“Your heart must not be troubled. Believe in God; believe also in Me. In My Father’s house are many dwelling places; if not, I would have told you. I am going away to prepare a place for you. If I go away and prepare a place for you, I will come back and receive you to Myself, so that where I am you may be also.” ~ John 14:1-3
The Lover and Beloved will be reunited. We know that one day we’ll be in a place with no more tears, no more death, and no more pain. The former things will have passed away, and all things will be made new (Rev. 21:4-5). We know He’s coming back for us.
We know this…yet we’ve grown weary of waiting. We’re weary of the diagnosis being terminal, and watching our loved ones fade away. We’re weary of reading of plane crashes and terrorist attacks in the news. We’re weary of seeing our local youth succumb to Hopelessness and Despair, taking their lives and the lives of others.
Yes, we’ve been waiting a long time for our happy ending…but have we really forgotten the lessons our own stories tell? Our stories often feature a gap of time between when the lover and beloved meet, and when they are finally reunited in their “happily ever after.” Within that “waiting gap” lies a wonderful lesson to be learned…
The Waiting Gap
We tend not to heed this “waiting gap” in our stories, for we anticipate the happy ending with certainty. In doing so, we forget an important truth: the characters don’t know what their ending will be. Our characters still have to wade through the heartache and the anguish. They must choose between Hope and Despair, Joy and Bitterness.
They must choose to be survivors of their circumstances.

(Referring expression data)
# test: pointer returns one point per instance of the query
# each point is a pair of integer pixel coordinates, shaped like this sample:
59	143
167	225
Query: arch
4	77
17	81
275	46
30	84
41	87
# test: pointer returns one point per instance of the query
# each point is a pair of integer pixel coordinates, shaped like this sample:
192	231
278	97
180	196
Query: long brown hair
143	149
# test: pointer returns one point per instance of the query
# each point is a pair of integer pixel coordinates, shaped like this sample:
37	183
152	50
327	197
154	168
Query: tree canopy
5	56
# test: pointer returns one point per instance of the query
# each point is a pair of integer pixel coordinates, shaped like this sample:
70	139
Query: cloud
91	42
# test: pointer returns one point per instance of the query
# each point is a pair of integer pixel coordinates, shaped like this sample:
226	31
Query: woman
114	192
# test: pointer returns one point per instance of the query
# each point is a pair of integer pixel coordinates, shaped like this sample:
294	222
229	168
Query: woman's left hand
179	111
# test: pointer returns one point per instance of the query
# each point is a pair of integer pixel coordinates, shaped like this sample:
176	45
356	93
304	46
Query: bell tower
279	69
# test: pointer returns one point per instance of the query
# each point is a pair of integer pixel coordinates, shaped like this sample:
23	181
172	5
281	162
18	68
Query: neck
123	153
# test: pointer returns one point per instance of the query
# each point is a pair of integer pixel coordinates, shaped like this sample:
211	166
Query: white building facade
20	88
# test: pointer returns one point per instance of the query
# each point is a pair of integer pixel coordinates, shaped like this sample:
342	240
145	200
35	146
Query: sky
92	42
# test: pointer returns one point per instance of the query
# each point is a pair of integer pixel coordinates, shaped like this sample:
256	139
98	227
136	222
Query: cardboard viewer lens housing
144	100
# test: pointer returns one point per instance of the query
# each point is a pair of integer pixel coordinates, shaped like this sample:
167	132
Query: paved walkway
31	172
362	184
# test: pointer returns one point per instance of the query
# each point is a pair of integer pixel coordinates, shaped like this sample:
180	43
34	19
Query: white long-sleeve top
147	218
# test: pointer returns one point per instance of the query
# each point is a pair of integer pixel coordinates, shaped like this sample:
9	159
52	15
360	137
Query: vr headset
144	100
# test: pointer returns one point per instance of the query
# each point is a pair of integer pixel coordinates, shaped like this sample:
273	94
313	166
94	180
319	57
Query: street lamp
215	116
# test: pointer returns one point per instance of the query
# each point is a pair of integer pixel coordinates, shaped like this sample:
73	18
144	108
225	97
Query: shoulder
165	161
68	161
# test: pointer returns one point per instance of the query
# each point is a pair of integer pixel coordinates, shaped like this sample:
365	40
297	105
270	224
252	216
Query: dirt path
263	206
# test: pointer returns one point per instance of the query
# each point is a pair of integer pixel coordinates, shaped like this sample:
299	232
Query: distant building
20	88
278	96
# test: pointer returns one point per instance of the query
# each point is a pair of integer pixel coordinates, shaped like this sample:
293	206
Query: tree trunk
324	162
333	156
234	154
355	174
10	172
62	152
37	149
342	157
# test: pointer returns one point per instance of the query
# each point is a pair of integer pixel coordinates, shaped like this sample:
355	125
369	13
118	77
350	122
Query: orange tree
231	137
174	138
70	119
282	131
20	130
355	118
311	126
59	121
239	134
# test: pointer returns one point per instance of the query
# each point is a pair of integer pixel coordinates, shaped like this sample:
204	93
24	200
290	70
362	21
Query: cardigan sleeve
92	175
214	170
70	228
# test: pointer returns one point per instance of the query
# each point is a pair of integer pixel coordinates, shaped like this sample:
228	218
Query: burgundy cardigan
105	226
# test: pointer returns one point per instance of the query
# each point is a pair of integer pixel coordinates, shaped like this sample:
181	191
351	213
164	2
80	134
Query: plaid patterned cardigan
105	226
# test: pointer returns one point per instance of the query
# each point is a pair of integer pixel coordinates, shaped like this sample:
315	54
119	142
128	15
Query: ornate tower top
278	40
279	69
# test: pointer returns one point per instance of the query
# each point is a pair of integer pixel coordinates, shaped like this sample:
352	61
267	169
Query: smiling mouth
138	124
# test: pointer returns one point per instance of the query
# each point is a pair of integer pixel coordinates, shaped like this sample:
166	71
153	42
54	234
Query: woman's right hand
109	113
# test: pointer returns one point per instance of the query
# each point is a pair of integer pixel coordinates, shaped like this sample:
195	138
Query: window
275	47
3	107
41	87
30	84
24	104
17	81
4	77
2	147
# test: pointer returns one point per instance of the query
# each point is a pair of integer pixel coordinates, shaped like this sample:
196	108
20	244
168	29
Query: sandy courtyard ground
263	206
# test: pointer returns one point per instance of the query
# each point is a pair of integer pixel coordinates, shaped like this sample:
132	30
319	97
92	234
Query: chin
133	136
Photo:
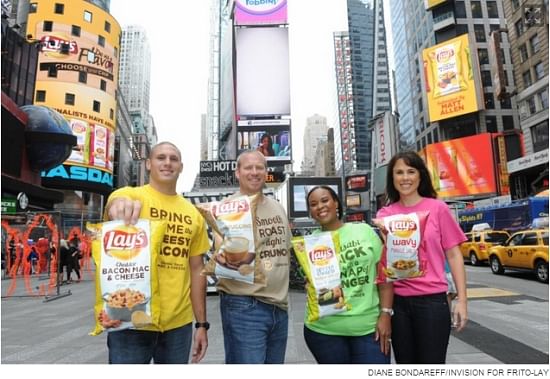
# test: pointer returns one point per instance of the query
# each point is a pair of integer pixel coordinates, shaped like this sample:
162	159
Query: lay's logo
125	242
321	255
228	207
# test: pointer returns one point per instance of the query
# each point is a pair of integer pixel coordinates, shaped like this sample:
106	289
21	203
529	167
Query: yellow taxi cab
525	250
476	247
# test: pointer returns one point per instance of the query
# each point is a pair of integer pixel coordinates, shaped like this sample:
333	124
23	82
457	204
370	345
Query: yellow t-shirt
185	237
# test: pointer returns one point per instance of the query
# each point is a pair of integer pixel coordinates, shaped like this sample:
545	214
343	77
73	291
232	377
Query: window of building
506	103
491	124
483	55
52	71
543	96
489	101
523	55
535	44
75	30
526	78
476	9
69	98
539	135
520	28
492	10
40	96
532	105
59	8
539	71
48	26
460	9
479	31
486	78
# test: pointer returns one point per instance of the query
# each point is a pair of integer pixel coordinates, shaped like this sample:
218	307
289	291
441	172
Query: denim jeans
345	349
253	332
140	346
421	327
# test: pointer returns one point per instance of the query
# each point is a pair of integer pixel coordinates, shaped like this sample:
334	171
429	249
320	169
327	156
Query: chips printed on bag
232	220
126	273
401	256
318	256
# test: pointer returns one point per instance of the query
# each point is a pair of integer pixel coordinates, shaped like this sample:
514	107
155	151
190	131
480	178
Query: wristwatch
205	325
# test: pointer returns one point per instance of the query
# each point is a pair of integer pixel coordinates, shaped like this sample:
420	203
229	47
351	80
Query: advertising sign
273	144
262	71
260	12
449	79
299	188
462	167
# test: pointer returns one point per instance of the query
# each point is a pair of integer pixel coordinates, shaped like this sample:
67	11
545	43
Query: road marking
488	292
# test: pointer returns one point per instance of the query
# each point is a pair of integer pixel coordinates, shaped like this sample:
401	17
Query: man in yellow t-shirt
182	288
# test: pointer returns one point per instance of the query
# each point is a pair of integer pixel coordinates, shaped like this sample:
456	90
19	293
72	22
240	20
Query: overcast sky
179	35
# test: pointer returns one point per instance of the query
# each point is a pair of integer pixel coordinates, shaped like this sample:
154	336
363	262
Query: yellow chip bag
127	288
232	221
318	254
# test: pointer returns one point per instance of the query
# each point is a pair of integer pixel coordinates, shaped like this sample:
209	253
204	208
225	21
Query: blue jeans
344	349
421	327
253	332
140	346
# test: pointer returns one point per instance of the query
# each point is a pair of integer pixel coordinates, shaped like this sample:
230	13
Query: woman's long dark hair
411	158
334	196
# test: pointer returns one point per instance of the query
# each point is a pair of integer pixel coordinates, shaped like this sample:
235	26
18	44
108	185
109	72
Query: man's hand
106	322
125	209
200	345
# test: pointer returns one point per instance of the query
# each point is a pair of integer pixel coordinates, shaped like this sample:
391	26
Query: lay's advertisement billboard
449	79
462	167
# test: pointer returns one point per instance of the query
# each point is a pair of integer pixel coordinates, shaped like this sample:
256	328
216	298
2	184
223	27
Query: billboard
260	12
78	78
462	167
449	79
274	144
262	71
300	186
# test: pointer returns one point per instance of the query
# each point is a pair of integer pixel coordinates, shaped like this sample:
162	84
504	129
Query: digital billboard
462	167
77	76
260	12
262	71
274	144
300	186
450	79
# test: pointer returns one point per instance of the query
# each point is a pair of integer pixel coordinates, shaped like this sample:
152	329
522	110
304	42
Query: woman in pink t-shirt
421	325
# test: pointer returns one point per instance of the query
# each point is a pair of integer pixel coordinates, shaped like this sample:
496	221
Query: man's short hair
165	143
247	152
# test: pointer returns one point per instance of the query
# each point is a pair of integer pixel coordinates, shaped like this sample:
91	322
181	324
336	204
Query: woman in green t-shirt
361	334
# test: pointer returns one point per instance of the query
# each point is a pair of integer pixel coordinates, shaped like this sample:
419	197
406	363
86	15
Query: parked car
525	250
476	248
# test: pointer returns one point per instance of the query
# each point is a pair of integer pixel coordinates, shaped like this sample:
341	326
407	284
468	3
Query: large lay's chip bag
318	256
232	221
401	256
126	273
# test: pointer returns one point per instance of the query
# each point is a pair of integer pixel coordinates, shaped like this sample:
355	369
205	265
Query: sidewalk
56	331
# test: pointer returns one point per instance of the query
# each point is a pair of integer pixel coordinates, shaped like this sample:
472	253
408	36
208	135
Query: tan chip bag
232	223
127	287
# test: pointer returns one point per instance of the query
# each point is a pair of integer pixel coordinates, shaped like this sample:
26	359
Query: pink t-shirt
441	233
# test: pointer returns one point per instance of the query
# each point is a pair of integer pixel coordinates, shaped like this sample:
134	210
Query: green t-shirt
360	250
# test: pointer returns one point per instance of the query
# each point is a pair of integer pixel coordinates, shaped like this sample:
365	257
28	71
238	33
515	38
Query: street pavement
53	329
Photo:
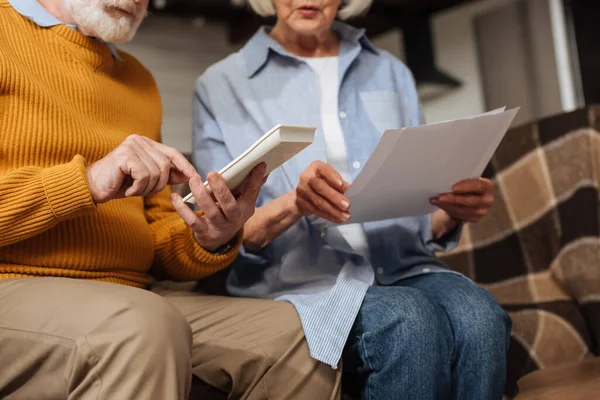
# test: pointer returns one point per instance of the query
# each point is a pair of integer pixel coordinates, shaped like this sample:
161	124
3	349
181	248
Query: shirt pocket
385	109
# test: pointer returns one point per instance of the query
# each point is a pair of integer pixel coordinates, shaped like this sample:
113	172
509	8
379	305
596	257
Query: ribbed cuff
67	189
204	256
187	260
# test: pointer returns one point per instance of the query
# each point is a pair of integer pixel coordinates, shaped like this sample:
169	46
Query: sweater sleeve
177	253
35	199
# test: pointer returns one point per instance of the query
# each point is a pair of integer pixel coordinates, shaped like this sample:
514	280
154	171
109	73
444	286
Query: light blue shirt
242	97
35	12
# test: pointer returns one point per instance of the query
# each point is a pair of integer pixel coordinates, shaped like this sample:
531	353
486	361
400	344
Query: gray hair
352	8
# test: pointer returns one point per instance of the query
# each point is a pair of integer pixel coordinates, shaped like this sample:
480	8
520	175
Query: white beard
92	19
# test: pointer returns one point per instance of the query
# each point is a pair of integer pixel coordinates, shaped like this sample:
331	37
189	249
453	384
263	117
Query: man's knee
141	324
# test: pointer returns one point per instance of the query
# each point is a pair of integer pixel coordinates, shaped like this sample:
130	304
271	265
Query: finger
205	201
181	164
323	206
478	186
138	171
449	199
306	205
224	197
466	214
191	219
333	196
251	190
163	164
153	170
329	174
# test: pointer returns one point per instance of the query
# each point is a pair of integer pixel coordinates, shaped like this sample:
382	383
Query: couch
538	251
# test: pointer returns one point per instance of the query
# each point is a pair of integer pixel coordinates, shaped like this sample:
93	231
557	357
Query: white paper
411	165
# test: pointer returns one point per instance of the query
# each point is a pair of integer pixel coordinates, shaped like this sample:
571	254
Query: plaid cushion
538	252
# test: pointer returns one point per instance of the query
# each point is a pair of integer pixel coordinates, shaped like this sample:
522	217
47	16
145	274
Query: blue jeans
434	336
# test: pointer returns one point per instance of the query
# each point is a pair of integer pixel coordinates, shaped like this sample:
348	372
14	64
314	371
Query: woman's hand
223	215
321	192
469	201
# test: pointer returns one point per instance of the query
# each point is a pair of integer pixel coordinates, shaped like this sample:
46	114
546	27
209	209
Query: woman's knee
404	322
484	324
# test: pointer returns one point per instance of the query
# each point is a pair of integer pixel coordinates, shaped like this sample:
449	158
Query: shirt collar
257	50
35	12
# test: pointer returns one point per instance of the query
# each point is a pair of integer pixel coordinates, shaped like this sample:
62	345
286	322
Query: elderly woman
373	296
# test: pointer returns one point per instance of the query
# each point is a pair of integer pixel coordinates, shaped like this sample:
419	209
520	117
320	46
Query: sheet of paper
411	165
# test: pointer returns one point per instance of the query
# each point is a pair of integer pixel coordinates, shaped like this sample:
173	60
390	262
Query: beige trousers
73	339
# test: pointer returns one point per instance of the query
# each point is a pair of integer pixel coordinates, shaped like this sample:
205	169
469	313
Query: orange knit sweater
65	102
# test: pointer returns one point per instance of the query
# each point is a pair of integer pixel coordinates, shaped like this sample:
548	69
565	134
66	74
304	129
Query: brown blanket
538	251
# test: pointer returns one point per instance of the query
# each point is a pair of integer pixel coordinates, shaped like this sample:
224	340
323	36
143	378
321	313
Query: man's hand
138	167
223	216
469	201
321	192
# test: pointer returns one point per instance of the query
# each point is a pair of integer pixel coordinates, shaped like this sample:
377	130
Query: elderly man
86	218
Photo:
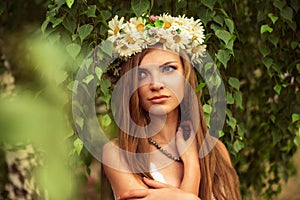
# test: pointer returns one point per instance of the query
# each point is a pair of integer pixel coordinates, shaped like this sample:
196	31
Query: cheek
176	86
142	93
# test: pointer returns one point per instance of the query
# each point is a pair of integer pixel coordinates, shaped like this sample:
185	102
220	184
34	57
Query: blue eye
142	74
168	68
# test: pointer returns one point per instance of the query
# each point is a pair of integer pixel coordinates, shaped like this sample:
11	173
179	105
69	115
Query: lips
159	99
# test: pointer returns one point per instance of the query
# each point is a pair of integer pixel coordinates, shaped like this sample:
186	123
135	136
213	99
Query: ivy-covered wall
255	45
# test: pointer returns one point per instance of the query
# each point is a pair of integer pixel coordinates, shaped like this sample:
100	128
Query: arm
117	171
189	155
159	191
126	186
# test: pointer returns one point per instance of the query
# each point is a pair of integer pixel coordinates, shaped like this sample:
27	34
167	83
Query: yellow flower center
195	50
140	27
124	47
177	38
162	40
130	40
167	25
116	31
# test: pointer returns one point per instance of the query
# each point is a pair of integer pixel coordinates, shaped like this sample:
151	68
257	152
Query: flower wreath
174	33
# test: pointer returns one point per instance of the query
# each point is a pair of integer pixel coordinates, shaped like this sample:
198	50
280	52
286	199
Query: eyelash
164	67
169	66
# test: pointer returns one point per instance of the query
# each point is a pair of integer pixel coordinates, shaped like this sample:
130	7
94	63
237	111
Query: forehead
160	56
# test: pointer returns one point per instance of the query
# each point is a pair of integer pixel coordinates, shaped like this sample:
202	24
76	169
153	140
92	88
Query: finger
155	184
138	193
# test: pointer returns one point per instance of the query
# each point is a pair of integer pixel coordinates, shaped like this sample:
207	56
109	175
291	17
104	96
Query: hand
159	191
186	143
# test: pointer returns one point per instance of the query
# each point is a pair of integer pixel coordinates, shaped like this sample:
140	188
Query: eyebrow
166	63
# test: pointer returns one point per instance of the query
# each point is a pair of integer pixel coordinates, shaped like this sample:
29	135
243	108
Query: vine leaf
277	88
84	31
230	24
287	13
69	3
73	49
105	120
223	56
78	145
272	17
234	82
107	47
264	28
91	12
140	7
209	3
223	35
295	117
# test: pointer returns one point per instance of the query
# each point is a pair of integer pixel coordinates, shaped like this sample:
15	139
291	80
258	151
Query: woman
164	79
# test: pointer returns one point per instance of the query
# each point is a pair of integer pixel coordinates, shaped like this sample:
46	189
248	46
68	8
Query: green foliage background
255	44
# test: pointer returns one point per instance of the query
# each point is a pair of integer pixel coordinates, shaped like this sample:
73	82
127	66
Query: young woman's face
161	81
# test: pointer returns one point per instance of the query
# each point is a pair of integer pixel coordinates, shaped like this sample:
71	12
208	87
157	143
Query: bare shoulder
222	148
117	170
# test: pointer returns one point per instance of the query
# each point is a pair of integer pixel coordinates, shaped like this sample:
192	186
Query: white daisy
167	19
136	24
196	52
115	26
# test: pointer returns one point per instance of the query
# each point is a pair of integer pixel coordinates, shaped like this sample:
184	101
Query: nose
156	83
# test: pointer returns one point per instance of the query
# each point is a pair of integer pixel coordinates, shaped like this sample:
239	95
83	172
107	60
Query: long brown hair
218	177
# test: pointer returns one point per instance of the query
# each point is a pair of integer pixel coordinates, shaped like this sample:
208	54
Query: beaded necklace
165	152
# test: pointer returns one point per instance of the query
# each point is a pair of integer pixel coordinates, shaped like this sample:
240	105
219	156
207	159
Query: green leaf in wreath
140	7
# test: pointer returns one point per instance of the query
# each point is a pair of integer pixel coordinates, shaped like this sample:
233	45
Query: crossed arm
126	186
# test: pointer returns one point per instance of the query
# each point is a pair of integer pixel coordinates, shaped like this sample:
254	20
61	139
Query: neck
168	131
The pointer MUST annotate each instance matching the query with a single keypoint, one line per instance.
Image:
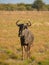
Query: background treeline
(37, 5)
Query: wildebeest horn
(29, 23)
(17, 23)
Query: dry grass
(9, 39)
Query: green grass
(10, 47)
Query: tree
(38, 4)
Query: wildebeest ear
(29, 23)
(17, 22)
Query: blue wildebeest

* **Actions to take**:
A: Write out the part of the reflection on the waiting gap starting at "Yes, we’ve been" and ending at "of their circumstances.".
B: Using the reflection on the waiting gap, decide whether each statement agrees with it, and support each yes or no with the deciding words quoted from the text. (i) The characters in our stories know what their ending will be. (ii) The text cites Revelation 21:4-5 for the promise that all things will be made new. (iii) Our stories often feature a gap of time between when the lover and beloved meet and when they are reunited.
C: Carry the reflection on the waiting gap forward, beginning right after its final sentence.

* **Answers**:
A:
Yes, we’ve been waiting a long time for our happy ending…but have we really forgotten the lessons our own stories tell? Our stories often feature a gap of time between when the lover and beloved meet, and when they are finally reunited in their “happily ever after.” Within that “waiting gap” lies a wonderful lesson to be learned…
The Waiting Gap
We tend not to heed this “waiting gap” in our stories, for we anticipate the happy ending with certainty. In doing so, we forget an important truth: the characters don’t know what their ending will be. Our characters still have to wade through the heartache and the anguish. They must choose between Hope and Despair, Joy and Bitterness.
They must choose to be survivors of their circumstances.

B:
(i) No: "the characters don’t know what their ending will be."
(ii) Yes: "all things will be made new (Rev. 21:4-5)."
(iii) Yes: "Our stories often feature a gap of time between when the lover and beloved meet, and when they are finally reunited in their “happily ever after.”"

C:
We really should pay more attention to the waiting gap, for it’s from this well of Sorrow that our own stories come. We’re in the gap between tasting Love and having it fully. We’re vulnerable to Hopelessness and Despair, Joy and Bitterness. We must whether we will remain victims, or fight to be survivors.
What’s more, we have an advantage over our story-counterparts: we know the ending. We know the Lover will come for His Beloved.
Until then, we tell our stories, for they give us a voice when we have none, they remind us we’re not alone, and they assure us good can come from evil. And, if we have the eyes to look, we can see God weaving every story back to Himself.
Don’t you think Rapunzel told herself stories as she walked in the wilderness? Don’t you think Cinderella sang love songs when she was back in her rags after the ball?*
Of course they did. And so do we.
*I happened to write this post well before I saw Disney’s new Cinderella movie; I debated about changing my blog, but that’s just how God works, isn’t it? He sends little confirmations like this to let us know we’re on the right track!